List every line in the items below that contains the string "bride", matching case exactly.

··· STORED DATA ···

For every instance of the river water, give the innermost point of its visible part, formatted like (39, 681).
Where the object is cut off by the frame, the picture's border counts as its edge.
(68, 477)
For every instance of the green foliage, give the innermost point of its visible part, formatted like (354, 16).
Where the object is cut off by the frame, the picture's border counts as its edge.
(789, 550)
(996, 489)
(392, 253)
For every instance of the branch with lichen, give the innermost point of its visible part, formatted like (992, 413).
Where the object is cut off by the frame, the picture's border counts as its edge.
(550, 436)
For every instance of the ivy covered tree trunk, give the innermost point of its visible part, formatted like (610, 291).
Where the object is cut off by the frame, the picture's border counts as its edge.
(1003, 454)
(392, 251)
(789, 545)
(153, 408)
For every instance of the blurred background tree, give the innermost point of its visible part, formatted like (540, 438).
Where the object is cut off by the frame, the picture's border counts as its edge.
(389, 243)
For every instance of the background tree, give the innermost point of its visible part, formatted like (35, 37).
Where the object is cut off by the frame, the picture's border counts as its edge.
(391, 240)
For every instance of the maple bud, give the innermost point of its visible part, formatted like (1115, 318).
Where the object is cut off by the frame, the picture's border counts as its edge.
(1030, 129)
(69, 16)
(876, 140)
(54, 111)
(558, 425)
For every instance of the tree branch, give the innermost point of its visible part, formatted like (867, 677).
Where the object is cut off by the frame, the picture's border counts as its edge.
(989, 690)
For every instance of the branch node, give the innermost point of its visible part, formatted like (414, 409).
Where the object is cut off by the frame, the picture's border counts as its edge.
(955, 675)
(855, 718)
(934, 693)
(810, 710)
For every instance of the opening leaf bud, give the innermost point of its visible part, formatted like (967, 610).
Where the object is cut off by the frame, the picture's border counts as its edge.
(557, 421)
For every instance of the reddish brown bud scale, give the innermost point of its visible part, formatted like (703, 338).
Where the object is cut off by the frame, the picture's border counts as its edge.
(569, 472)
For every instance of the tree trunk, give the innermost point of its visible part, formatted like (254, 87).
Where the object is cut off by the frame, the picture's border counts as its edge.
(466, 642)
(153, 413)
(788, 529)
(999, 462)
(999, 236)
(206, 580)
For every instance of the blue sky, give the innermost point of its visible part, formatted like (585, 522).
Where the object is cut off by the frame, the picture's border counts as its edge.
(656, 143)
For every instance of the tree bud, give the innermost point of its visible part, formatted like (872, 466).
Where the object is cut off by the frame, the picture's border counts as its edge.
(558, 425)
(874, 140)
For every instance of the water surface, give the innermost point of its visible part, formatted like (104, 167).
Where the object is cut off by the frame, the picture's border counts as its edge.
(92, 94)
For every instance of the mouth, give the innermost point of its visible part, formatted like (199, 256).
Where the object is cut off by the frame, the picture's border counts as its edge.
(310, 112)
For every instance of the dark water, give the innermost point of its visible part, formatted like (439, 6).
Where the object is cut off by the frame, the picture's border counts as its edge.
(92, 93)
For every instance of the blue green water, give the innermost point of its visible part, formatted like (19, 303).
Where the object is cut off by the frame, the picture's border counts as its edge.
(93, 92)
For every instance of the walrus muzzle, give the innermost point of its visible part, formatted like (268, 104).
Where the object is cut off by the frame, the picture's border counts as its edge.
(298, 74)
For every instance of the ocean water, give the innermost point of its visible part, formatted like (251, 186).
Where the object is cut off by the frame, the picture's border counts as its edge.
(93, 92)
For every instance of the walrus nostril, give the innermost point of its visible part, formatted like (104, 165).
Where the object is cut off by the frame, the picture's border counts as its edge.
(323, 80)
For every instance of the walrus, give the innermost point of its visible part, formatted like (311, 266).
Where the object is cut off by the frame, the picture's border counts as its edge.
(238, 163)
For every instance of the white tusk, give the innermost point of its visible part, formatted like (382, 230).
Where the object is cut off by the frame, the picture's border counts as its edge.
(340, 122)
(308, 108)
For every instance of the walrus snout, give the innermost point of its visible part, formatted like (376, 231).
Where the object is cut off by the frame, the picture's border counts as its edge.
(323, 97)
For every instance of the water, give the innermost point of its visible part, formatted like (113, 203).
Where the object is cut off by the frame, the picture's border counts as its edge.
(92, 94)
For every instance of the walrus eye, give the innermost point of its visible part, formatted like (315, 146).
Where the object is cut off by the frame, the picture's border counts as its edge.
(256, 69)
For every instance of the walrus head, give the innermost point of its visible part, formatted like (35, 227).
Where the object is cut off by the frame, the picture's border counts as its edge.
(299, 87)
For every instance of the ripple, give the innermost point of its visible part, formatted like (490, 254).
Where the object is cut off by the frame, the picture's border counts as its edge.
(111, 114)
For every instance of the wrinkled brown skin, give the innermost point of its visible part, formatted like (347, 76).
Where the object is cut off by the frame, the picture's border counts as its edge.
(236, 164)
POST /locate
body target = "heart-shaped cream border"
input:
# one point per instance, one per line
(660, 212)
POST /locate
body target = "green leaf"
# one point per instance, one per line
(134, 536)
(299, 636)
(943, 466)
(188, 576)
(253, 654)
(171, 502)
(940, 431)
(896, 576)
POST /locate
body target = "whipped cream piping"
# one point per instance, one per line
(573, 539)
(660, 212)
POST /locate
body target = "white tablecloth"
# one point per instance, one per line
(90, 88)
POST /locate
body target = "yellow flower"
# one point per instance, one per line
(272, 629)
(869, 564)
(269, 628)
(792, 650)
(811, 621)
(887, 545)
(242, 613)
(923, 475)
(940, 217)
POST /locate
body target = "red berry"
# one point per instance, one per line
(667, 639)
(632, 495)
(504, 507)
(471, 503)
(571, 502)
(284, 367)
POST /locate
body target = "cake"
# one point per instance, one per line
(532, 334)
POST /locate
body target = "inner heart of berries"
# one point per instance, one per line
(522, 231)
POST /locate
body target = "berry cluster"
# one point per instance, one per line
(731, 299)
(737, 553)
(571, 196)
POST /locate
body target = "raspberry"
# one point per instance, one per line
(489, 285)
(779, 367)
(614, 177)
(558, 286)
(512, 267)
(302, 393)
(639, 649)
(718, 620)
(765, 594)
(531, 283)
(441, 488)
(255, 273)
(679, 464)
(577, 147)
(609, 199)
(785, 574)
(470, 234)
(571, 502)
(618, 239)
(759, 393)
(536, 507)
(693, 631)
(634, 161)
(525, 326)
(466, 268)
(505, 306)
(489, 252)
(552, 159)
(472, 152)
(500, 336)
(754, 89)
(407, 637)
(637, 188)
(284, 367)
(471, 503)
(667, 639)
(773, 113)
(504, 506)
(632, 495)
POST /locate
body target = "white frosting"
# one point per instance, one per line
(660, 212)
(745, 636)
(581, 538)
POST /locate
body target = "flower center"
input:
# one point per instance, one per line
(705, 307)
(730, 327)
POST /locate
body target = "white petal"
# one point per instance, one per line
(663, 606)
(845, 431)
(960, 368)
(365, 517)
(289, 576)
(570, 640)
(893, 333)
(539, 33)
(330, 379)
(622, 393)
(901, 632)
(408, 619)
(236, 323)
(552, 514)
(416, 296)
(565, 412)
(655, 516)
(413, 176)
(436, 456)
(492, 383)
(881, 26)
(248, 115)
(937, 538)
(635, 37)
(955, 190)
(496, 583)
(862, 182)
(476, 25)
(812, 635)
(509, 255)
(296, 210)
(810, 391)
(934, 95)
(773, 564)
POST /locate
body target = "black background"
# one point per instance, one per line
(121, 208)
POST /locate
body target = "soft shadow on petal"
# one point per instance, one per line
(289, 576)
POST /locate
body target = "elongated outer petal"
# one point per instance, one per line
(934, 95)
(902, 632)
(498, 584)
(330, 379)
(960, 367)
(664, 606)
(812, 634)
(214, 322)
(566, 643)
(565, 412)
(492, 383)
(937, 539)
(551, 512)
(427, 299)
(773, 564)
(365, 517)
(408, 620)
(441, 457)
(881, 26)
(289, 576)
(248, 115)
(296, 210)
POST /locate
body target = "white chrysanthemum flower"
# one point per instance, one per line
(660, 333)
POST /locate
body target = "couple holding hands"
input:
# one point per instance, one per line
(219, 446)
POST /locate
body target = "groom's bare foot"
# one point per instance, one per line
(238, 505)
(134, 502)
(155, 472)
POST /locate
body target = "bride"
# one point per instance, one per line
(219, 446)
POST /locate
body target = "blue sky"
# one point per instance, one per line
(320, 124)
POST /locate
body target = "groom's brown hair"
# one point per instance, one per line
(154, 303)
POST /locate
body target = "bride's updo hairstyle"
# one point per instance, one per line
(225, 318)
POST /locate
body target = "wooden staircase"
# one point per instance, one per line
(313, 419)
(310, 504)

···

__THE RESULT__:
body target = "bride"
body target = "bride's updo hairstyle"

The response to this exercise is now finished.